ИСХОДНЫЙ ТЕКСТ:
^^^^

Я плачу. Оттого ли плачу,
Что не могу решить задачу,
Что за работою умру,
Что на земле я меньше значу,
Чем листик на ветру?

Поэзия Семена Липкина парадоксальна прежде всего по той причине, что его любовь к человеку, к людям проявляется как факт художничества тем явственнее, тем сильнее, чем ярче он показывает всё их несовершенство. Примеров тому несть числа.

…Он привык летать в дурное место,
Где грешат и явно, и тайком,
Где хозяйка утром ставит тесто,
Переспав с проезжим мужиком,
Где обсчитывают, и доносят,
И поют, и плачут, и казнят,
У людей прощения не просят,
А у Бога — часто невпопад…

Этот “новый Овидий” не страшится петь “о бессмысленном апартеиде в резервацьи воров и блядей”, не то что не страшится — наоборот, считает своим долгом только так слагать свои песни, беря пример с “блатной музыки”, которая “сочиняется вольно и дико в стане варваров за Воркутой”, ведь иначе нельзя прочесть книгу, данную Господом, “на рассвете доесть мамалыгу и допить молодое вино”. Липкину известна беда “забытых поэтов”, умевших находить и краски для описания закатов и рассветов, и, кроме того, “терпкость нежданных созвучий”, испытывавших “восторг рифмованья”: увы, у них не хватило ума стать необходимыми людям, и они просчитались. Почему же просчитались? Они запамятовали вот что: “Говорят, нужен разум в эдеме, но нужнее — на грешной земле”. Именно — на грешной!

^^^^

ОБЯЗАТЕЛЬНЫЕ ЗАДАНИЯ:
**1)** Найдите и выпишите целиком каждую строку, в которой встречается слово «wooden». Регистр букв учитывается.
**2)** Продолжите текст о поэзии Семена Липкина с того места, на котором он заканчивается.
Текст о поэзии Семена Липкина не имеет отношения к строкам набора данных.

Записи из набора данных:
^^^^

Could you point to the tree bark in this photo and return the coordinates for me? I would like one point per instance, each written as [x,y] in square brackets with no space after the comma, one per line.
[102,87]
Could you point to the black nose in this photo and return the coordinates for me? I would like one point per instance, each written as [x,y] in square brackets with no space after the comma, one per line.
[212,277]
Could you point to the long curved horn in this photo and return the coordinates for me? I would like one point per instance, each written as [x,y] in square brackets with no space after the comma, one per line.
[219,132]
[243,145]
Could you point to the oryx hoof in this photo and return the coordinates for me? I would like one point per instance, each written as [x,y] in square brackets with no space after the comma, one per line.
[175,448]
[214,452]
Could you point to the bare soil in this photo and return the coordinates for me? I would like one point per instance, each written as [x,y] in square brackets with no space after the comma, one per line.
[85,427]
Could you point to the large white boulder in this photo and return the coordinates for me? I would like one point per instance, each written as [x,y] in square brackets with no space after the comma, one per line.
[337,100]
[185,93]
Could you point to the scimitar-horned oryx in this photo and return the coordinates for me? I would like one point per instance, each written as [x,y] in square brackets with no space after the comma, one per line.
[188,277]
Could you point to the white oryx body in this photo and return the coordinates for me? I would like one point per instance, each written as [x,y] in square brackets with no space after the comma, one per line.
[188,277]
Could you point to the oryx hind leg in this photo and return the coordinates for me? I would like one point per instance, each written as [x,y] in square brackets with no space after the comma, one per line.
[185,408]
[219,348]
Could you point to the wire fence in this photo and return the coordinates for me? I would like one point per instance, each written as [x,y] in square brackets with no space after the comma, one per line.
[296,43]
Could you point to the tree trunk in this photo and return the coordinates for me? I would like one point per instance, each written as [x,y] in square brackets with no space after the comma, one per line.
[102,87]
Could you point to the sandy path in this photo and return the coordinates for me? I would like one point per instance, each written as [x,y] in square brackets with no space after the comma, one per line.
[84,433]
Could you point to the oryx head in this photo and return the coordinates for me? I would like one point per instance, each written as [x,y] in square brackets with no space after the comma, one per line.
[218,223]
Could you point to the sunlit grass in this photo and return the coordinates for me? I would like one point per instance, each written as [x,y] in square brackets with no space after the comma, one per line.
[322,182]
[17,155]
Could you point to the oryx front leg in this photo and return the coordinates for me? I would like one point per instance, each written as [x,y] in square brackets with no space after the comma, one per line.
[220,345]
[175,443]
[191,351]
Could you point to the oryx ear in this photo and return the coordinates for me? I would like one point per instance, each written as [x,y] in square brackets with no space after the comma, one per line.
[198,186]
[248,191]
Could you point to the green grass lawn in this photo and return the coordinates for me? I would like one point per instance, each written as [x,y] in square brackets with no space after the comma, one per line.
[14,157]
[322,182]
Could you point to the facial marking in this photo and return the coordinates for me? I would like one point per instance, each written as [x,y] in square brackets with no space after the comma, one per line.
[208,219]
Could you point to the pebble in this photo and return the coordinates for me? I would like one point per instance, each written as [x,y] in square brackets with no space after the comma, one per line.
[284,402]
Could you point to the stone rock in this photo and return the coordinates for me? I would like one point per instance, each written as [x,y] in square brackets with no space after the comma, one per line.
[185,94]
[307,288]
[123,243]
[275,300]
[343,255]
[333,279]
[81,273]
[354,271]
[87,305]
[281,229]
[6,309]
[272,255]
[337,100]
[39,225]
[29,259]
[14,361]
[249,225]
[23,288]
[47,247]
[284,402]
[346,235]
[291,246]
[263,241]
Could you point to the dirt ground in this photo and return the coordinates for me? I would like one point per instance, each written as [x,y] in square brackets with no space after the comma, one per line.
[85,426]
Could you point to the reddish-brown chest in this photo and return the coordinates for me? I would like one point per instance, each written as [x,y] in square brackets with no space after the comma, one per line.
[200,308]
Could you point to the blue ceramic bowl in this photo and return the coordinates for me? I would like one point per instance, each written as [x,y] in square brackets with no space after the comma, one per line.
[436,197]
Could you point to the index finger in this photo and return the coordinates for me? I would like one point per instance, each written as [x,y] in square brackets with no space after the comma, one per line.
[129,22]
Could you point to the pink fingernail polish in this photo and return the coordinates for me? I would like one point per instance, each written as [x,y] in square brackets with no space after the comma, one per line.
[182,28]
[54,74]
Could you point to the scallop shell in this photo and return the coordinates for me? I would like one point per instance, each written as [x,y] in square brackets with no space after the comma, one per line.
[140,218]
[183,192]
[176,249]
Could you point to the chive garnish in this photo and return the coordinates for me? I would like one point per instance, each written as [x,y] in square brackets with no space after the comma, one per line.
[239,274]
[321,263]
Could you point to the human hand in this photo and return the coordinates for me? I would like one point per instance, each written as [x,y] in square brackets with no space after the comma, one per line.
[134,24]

^^^^

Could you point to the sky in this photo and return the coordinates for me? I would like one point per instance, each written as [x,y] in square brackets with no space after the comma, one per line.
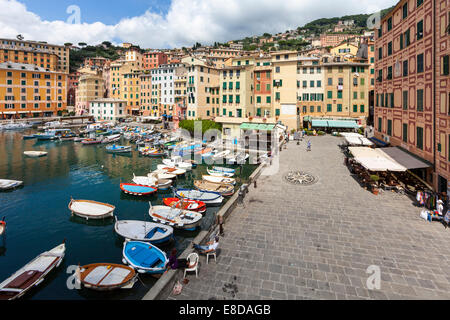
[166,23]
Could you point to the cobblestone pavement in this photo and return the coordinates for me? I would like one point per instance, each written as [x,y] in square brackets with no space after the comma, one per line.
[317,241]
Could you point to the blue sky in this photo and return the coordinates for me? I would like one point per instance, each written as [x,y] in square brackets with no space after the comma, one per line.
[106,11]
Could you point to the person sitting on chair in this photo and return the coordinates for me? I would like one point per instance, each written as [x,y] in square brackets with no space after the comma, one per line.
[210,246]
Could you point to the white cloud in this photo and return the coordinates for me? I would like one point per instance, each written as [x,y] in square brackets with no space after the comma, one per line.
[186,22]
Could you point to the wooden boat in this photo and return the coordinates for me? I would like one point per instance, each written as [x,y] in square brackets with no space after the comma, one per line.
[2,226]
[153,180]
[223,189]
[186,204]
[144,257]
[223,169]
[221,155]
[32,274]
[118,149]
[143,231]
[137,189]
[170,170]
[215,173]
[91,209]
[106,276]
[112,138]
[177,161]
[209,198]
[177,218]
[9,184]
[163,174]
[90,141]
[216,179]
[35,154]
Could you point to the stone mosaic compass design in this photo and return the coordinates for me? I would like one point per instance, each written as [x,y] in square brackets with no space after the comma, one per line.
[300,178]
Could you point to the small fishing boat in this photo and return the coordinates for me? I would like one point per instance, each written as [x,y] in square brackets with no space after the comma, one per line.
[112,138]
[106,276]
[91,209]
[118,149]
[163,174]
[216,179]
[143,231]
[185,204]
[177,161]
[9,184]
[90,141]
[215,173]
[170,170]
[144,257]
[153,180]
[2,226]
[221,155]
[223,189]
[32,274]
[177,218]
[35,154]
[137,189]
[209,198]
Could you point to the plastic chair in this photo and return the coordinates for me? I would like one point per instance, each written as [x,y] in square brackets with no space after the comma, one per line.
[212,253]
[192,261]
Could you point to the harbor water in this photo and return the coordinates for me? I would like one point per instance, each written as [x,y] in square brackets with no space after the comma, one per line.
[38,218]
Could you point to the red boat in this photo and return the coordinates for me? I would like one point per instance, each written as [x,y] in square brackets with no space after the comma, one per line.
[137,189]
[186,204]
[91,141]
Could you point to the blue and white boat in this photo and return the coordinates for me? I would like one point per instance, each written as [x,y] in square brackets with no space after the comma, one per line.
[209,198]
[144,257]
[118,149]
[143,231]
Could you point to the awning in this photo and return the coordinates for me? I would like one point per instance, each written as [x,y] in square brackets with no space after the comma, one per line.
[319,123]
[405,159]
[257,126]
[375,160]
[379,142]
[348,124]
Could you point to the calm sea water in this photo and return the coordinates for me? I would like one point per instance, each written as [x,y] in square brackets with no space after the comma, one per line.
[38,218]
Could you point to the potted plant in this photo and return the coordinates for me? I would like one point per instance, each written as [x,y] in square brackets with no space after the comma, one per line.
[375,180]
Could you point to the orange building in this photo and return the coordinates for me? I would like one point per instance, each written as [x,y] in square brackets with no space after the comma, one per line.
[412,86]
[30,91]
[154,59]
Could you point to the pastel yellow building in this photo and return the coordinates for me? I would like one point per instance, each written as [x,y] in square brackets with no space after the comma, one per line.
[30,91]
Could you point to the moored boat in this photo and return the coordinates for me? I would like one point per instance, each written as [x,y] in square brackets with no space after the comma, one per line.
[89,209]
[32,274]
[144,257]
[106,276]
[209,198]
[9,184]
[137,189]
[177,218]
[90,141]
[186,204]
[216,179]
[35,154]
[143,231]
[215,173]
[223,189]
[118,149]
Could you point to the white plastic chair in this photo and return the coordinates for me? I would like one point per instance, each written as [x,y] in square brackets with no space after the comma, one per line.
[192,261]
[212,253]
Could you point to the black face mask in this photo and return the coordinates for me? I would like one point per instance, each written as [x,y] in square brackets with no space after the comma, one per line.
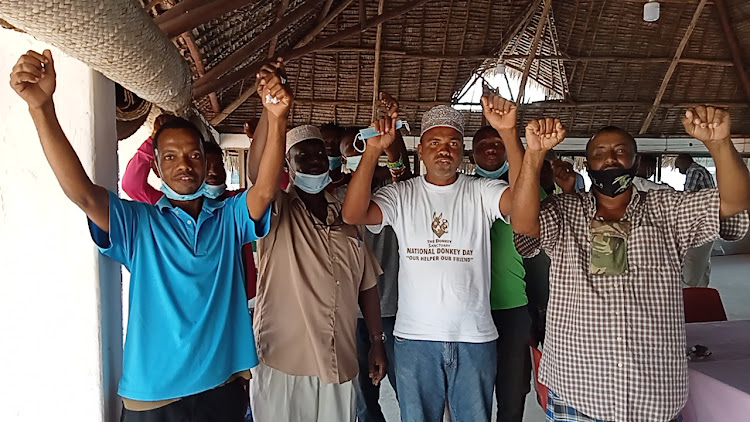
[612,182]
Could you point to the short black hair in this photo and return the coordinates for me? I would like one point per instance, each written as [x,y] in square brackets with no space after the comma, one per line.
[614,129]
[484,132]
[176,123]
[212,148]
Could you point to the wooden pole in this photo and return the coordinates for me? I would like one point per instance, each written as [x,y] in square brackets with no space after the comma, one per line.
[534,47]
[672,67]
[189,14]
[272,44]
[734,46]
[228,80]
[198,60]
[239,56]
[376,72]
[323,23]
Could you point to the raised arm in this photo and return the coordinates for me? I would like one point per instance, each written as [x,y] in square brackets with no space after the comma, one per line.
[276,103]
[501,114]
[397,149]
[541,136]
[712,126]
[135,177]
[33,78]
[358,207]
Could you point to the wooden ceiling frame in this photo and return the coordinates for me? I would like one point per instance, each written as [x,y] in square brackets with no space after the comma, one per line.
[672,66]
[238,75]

^^^^

РЕЗУЛЬТАТЫ ПО ЗАДАНИЯМ:
**1)**
Could you point to the wooden boat in this photo and return the coordinates for me? I would like one point per instance, each written as [x,y] in square brackets with no space after the comma, one per line.
Could you point to the wooden pole in this photo and return the coordinates for me? I would like one point per instance, each written as [x,y] in square brackets with no space after the comma, one per line.
Could you point to the wooden ceiling frame in this photo and return the coordinates for me? I would like one point per instance, each written as [x,y] in square brackets with no space after the comma, one per line.

**2)**
Стихи Семена Липкина мужественны (и это мы еще раз подчеркнем в конце статьи), мужественны — потому что не пытаются ни единой буквой, ни единым звуком идти против истины, не всегда (далеко не всегда!) приятной для нас. Обратите внимание на “Телефонную будку” и не подумайте, что здесь речь идет об обыкновенном “городском сумасшедшем”, который непрестанно и “с напряжением вертит диск автомата”. Это наподобие того сумасшедшего поэзия проламывается сквозь косность нашего окаянного бытия.

Толстым пальцем бессмысленно в дырочки тычет,
Битый час неизвестно кого вызывая,
То ли плачет он, то ли товарищей кличет,
То ли трется о трубку щетина седая.
Я слыхал, что безумец подобен поэту…
Для чего мы друг друга сейчас повторяем?
Опустить мы с тобою забыли монету,
Мы, приятель, не те номера набираем.

Еще более драматично это чувство выражено в “Комбинате глухонемых”, стихотворении очень предметном, ярком, где наличествует и живая соль знойных городских улиц, и морская даль, и звон трамвая, и мастерская, в которой склоняются над шитьем сорочек артельщики, — и всё ради того, чтобы задаться тем же самым проклятым вопросом:

Ничего она не слышит,
Бессловесная артель,
Лишь в окно сквозь сетку дышит
Полдень мира, южный хмель.
Неужели мы пропали,
Я и ты, мой бедный стих,
Неужели мы попали
В комбинат глухонемых?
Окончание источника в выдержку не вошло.